**WHAT TO WORK ON**
**1)** In the Russian Toy passage, when did the Foundation Stock Service of the American Kennel Club accept the Russian Toy into its records?
**2)** Please rewrite the part of the Russian Toy passage that opens with the words "The Foundation Stock" and closes with "FSS Open shows.", swapping "companion events" for "conformation events".

The Foundation Stock Service (FSS) of the American Kennel Club (AKC) accepted the Russian Toy into its records in August 2008, and in July 2009, the Russian Toy was approved to compete in AKC companion events from 1 January 2010 onwards. Russian Toys can also be shown and earn Certificate of Merit Points at FSS Open shows.

In 2008, the AKC board and FSS also acknowledged the Russian Toy Club of America (RTCA). The following year, the AKC board and FSS acknowledged Russian Toy Dog Club of America, Inc . (RTDCA).

In 2010 this second club, RTDCA, decided to become the National Club for the Russian Toy breed in the United Kennel Club (UKC), where it became known as the Russkiy Toy Dog Club of America, Inc. (RTDCA). In 2013, the RTDCA was asked by AKC to separate into two distinct clubs with different officers to form two independent clubs: one to represent the AKC club and the other to represent the UKC Club. The AKC Russian Toy Dog Club of America added the word "The" to their name and became The Russian Toy Dog Club of America (TRTDCA) while the UKC club retained the original Russkiy Toy Dog Club of America name (RTDCA).

In August 2013, AKC stated that the two clubs RTCA and TRTDCA must combine into one club to represent the Russian Toy breed in the AKC.

**RECORDED INFORMATION**
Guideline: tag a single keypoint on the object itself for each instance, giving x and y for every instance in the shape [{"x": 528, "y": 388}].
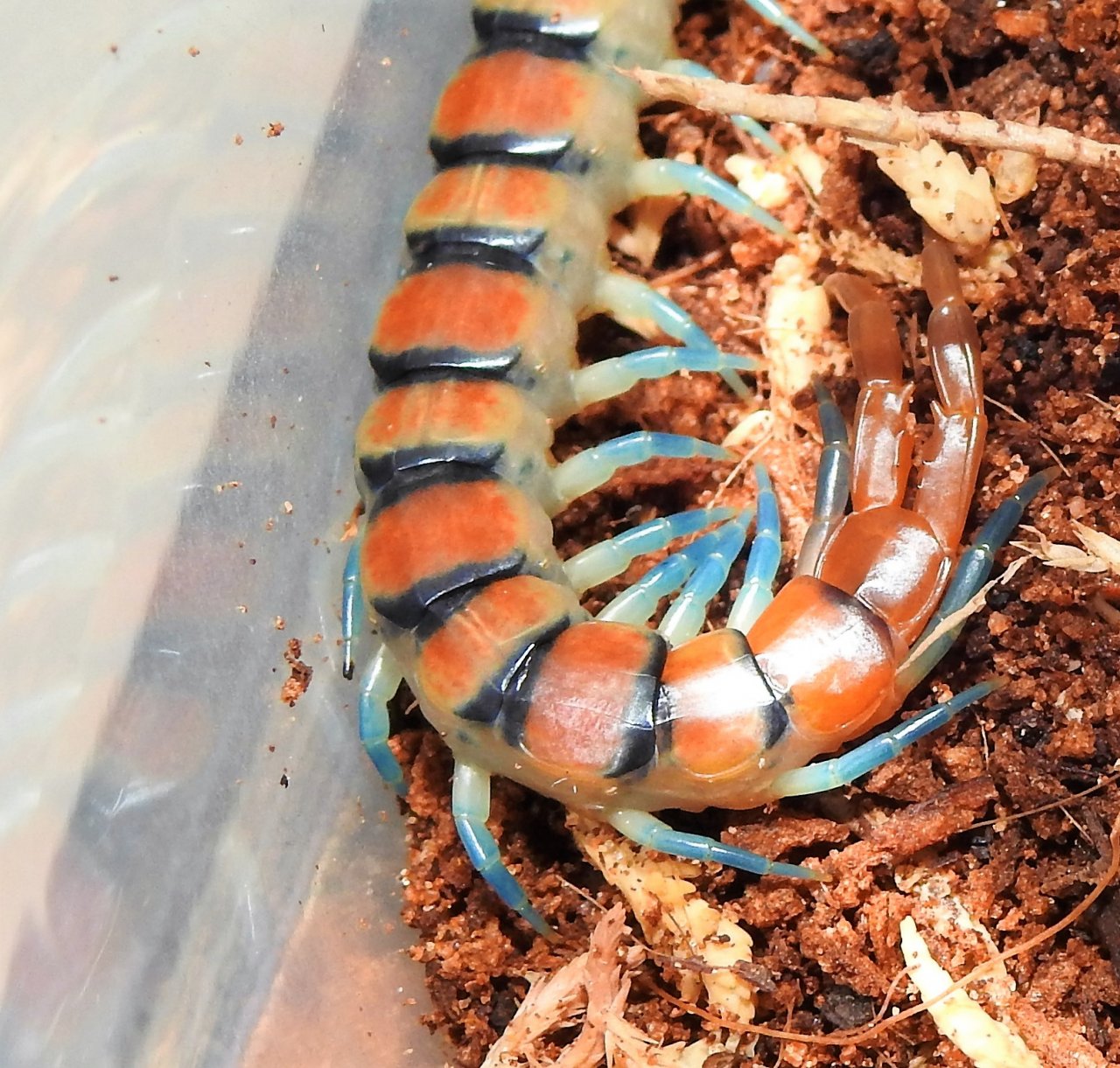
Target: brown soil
[{"x": 1053, "y": 373}]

**YOUR RESPONSES**
**1)** August 2008

**2)**
The Foundation Stock Service (FSS) of the American Kennel Club (AKC) accepted the Russian Toy into its records in August 2008, and in July 2009, the Russian Toy was approved to compete in AKC conformation events from 1 January 2010 onwards. Russian Toys can also be shown and earn Certificate of Merit Points at FSS Open shows.